ЗАДАНИЕ >>
Отредактируйте фрагмент текста о епископе Тихоне, начиная со слов «Читаем Лики русской» и до слов «самим Тихоном отпустить его.» включительно, и приведите его целиком. В нем замените «Холмской Руси» на «Холмщины».

ЦИТИРУЕМЫЙ ОТРЫВОК >>
Читаем Лики русской святости полностью

В 1897 года отца Тихона возвели в сан епископа Люблинского – в 33 года он стал самым молодым архиереем Русской Церкви. В Святейшем Синоде – органе высшего церковного управления Российской империи – не любили, когда архиерей «засиживался» на одном месте. Поэтому спустя год преосвященный Тихон вынужден был по службе отправиться в далекую Америку – на должность епископа Алеутского и Аляскинского. Жители Холмской Руси горевали, прощаясь со своим пастырем, с которым почти сроднились. Некоторые горячие головы даже легли на рельсы, чтобы не дать уйти поезду, – но были упрошены самим Тихоном отпустить его.

После продажи американцам Аляски в ведении России на этой земле оставалась лишь церковная епархия – но простиралась она на весь материк, от одного берега до другого и Алеутских островов. Владыка Тихон должен был продолжить миссионерские и организаторские труды зачинателей Православной Церкви на Американском континенте – преподобного Германа Аляскинского, святителя Иннокентия (Вениаминова), просветителя Америки, позже митрополита Московского. Путь был неблизкий – через Европу и Атлантический океан, а из Нью-Йорка, без передышки, на другой край материка, в столицу епархии Сан-Франциско. И снова, не дав себе роздыху, епископ Тихон отправляется в путь – по приходам подведомственной ему обширной территории, до большинства которых, на Аляске и Алеутах, совсем непросто было добраться. Много позже его восьмилетним трудам в Америке митрополит Сергий (Страгородский) дал такую оценку: «…при нем какой-то маленький приход превратился в Американскую Православную Церковь». Это, конечно, преувеличение, однако не далекое от истины. Приходов в епархии было полтора десятка, но когда владыка Тихон покидал Америку, их число увеличилось впятеро. Он успел сделать очень много, хотя казалось, будто ничего особенного и не делает – просто совершает пастырские поездки, часто с риском для жизни и здоровья, по диким, пустынным местам, по тундре, изобилующей гнусом, по бурным рекам на утлом суденышке, ночуя на голой земле и скудно питаясь. Итогом его деятельности стали новые храмы (в том числе соборы в Нью-Йорке и Чикаго), монастыри, семинария и школы, благотворительные общества, церковные братства и сестричества, музей истории православия в Новом Свете, переведенное на английский язык богослужение.

ИСХОДНЫЕ ДАННЫЕ >>
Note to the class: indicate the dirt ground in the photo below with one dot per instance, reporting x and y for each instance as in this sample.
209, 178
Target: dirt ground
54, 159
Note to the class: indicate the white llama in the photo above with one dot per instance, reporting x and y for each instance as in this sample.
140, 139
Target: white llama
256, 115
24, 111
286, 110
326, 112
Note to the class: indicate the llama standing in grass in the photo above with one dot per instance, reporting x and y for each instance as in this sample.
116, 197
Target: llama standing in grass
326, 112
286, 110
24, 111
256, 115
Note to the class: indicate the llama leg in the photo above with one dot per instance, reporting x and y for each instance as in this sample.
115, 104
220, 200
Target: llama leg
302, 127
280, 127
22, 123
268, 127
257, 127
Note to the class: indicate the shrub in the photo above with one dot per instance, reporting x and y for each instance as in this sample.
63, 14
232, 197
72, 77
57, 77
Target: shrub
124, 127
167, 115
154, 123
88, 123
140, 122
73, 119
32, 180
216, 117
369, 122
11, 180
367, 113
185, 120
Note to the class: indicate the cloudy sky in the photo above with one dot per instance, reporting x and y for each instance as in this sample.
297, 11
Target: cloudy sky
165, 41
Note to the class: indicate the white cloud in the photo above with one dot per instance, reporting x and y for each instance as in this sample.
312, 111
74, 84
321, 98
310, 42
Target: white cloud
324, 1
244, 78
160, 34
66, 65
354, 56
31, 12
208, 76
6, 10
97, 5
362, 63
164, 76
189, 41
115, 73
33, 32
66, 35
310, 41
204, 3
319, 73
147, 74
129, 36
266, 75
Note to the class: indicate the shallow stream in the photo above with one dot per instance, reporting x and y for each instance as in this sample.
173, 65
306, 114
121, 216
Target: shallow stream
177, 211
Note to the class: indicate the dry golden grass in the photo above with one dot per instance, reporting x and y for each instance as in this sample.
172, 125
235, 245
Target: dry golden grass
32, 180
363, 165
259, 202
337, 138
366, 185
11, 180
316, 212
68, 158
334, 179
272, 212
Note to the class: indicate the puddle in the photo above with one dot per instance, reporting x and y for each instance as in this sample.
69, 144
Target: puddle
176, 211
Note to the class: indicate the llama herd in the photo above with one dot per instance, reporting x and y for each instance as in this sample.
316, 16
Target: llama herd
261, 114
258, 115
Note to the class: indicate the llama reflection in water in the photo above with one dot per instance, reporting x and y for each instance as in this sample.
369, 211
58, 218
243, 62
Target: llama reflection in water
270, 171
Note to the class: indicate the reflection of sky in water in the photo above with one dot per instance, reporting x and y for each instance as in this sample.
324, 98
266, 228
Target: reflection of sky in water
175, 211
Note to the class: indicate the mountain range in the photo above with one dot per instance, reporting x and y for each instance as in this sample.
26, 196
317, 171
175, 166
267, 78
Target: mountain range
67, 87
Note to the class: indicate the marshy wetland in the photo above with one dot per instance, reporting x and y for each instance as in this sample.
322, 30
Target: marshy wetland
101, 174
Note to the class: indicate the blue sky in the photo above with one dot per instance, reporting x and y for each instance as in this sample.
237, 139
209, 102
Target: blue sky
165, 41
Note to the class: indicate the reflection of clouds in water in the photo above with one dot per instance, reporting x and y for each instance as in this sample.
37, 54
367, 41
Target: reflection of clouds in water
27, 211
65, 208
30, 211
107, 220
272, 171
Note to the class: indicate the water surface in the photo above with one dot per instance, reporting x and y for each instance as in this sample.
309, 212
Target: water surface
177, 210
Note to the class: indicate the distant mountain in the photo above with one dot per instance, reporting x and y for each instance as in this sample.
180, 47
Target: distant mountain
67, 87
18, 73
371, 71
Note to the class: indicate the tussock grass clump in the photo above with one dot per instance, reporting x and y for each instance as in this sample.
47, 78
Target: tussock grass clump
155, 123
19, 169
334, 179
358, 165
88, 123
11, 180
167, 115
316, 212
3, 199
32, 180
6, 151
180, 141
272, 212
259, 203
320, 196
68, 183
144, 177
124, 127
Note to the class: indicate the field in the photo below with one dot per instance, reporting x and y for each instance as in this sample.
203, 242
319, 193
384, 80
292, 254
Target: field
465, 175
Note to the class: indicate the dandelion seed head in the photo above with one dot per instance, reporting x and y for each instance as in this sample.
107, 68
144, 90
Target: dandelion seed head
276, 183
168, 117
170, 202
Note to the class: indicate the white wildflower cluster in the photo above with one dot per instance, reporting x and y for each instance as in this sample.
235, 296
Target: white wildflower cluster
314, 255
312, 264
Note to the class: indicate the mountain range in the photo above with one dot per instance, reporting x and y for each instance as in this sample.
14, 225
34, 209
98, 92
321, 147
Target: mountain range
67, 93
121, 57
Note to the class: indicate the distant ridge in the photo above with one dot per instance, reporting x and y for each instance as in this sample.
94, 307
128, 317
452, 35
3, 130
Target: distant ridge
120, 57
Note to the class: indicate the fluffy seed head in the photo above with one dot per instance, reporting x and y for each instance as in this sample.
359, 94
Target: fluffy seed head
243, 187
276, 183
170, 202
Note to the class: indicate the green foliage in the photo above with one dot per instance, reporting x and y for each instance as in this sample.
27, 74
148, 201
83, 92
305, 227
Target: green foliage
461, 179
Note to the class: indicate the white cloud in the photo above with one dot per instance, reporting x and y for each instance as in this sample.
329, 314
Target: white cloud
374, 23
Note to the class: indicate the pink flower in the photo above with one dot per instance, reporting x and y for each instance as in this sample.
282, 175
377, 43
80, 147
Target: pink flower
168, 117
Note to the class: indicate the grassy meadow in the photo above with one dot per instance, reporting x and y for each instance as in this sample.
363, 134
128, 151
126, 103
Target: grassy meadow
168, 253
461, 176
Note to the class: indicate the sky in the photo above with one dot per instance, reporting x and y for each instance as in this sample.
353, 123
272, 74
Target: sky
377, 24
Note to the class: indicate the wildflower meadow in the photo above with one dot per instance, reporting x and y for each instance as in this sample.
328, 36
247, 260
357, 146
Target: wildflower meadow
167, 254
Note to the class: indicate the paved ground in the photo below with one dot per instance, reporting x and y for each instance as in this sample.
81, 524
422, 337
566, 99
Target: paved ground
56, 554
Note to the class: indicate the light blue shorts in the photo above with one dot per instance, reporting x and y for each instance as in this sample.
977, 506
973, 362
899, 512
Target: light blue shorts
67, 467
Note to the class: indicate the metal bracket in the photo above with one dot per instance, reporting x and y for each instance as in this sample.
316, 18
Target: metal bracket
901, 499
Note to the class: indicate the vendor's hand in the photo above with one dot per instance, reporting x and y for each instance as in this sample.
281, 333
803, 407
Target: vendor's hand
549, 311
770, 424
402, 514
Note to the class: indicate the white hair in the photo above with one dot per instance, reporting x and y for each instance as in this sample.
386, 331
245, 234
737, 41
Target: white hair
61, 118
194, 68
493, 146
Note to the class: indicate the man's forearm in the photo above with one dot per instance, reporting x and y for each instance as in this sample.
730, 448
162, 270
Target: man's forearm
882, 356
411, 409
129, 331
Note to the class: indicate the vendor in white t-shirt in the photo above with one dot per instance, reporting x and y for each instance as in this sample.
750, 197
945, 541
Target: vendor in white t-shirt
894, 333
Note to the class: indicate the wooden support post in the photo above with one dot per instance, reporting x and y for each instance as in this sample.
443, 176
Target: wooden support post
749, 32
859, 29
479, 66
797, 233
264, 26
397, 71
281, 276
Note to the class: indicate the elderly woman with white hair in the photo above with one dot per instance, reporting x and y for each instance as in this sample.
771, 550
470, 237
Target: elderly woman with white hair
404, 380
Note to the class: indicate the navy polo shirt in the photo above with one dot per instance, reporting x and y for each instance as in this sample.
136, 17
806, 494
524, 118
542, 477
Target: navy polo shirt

ОТВЕТ >>
Читаем Лики русской святости полностью

В 1897 года отца Тихона возвели в сан епископа Люблинского – в 33 года он стал самым молодым архиереем Русской Церкви. В Святейшем Синоде – органе высшего церковного управления Российской империи – не любили, когда архиерей «засиживался» на одном месте. Поэтому спустя год преосвященный Тихон вынужден был по службе отправиться в далекую Америку – на должность епископа Алеутского и Аляскинского. Жители Холмщины горевали, прощаясь со своим пастырем, с которым почти сроднились. Некоторые горячие головы даже легли на рельсы, чтобы не дать уйти поезду, – но были упрошены самим Тихоном отпустить его.